▸ **Work to be completed**
Please collect every line of the records that contains the word "band" and copy each one out.

** Start of Entries provided **

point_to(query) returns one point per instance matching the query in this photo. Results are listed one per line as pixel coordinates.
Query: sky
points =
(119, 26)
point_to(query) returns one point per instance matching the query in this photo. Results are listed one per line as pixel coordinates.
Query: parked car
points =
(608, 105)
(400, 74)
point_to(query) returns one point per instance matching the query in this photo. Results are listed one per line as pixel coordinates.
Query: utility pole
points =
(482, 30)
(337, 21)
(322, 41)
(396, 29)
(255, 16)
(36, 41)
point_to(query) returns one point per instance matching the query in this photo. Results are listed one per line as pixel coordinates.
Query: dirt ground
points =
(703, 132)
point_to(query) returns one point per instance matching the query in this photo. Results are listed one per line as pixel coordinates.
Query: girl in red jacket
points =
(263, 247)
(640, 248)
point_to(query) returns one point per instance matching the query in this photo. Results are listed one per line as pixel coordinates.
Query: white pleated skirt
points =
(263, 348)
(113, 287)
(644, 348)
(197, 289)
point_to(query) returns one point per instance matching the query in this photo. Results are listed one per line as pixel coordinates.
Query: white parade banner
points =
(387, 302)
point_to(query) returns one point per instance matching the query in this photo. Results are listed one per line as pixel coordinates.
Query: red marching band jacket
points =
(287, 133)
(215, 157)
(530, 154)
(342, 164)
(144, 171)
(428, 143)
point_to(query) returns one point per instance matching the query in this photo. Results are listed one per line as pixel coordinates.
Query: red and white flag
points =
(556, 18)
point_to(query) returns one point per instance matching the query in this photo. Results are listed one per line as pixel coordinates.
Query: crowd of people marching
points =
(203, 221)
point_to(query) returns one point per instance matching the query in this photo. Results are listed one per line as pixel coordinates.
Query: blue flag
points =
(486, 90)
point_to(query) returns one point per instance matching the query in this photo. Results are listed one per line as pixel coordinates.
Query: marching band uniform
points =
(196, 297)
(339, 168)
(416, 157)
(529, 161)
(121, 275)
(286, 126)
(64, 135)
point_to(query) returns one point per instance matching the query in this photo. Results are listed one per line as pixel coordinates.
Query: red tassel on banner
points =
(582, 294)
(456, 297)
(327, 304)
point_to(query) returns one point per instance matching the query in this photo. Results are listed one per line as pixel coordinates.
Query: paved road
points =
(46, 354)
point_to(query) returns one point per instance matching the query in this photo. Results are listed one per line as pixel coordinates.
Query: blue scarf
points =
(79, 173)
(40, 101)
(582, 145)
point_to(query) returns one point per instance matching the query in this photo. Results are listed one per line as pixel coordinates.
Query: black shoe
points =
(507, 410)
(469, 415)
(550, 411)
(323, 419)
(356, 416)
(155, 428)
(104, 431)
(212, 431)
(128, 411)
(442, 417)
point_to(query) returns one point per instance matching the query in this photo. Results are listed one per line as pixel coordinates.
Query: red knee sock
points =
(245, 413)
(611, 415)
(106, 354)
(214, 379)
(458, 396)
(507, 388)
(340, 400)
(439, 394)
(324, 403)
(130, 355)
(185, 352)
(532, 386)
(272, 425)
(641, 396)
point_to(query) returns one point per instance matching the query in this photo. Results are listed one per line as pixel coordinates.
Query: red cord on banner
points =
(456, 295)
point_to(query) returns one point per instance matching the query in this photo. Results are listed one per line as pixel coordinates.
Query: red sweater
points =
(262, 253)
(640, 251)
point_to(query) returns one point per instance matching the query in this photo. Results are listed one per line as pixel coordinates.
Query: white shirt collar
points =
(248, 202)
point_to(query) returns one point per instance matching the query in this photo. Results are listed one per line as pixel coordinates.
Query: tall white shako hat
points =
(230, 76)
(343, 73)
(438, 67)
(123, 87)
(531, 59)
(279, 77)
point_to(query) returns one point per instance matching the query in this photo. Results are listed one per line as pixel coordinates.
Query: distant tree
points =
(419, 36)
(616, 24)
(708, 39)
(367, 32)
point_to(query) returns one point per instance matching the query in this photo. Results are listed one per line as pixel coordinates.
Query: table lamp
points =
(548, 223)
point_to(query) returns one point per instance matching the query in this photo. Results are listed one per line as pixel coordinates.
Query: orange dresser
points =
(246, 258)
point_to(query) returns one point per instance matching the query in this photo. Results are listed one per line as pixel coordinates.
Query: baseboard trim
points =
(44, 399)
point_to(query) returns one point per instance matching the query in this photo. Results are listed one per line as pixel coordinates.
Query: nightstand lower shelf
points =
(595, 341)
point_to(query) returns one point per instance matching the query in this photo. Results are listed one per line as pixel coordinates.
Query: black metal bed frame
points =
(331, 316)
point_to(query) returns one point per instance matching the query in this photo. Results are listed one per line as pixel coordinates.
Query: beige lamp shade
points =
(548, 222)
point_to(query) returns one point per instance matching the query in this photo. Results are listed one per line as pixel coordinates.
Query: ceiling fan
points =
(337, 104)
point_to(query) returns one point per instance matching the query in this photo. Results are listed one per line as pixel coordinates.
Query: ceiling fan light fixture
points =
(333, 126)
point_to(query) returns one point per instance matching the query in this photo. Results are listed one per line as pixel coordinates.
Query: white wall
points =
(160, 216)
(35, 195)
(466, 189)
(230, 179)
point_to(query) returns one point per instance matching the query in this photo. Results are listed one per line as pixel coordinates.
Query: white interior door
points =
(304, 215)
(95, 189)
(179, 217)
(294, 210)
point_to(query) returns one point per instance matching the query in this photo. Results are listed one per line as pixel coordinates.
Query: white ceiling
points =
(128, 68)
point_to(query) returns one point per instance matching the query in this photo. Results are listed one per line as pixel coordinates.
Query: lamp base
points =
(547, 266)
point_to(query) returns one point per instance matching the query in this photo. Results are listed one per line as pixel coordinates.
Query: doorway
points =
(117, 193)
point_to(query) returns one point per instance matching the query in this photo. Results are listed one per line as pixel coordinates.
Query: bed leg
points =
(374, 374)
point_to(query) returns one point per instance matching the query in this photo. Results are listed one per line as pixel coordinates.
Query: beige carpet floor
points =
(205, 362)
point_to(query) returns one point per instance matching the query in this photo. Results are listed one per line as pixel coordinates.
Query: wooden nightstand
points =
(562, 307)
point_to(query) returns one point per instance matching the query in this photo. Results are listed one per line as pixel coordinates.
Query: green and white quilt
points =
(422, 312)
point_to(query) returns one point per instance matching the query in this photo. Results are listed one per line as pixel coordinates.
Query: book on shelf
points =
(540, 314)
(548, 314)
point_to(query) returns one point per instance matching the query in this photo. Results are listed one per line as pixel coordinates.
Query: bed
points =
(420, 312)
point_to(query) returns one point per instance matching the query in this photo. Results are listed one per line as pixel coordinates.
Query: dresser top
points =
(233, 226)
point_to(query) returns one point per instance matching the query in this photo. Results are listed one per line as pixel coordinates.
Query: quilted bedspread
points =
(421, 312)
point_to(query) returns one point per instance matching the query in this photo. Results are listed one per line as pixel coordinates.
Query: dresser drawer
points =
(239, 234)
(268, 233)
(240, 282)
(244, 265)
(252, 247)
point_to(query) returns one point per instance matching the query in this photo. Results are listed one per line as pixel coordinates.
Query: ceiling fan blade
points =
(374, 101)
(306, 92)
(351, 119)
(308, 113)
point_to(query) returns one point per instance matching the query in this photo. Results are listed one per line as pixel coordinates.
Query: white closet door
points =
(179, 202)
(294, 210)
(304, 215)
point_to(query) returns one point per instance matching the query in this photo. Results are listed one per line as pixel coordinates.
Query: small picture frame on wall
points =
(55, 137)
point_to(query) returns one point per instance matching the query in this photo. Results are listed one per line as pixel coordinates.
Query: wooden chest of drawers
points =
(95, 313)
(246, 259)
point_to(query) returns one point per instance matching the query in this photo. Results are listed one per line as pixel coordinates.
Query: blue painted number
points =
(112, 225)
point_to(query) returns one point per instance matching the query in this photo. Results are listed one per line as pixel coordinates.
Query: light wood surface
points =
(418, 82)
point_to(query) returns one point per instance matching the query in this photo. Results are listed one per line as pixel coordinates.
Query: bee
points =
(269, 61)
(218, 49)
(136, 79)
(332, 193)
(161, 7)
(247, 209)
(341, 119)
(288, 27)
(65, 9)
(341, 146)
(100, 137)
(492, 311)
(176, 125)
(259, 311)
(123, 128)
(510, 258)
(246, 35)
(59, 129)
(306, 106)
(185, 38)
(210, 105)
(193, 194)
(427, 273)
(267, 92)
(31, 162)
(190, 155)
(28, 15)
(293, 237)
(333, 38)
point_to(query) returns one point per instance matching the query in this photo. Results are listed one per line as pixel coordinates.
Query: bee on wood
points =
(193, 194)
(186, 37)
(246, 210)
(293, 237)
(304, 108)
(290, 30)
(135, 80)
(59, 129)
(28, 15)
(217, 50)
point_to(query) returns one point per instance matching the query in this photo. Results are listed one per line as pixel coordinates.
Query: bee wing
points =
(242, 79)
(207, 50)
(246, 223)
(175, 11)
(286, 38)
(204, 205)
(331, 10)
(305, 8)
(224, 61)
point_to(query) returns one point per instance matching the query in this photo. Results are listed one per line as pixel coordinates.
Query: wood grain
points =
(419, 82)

** End of Entries provided **

▸ **Solution**
Query: red marching band jacket
Query: marching band uniform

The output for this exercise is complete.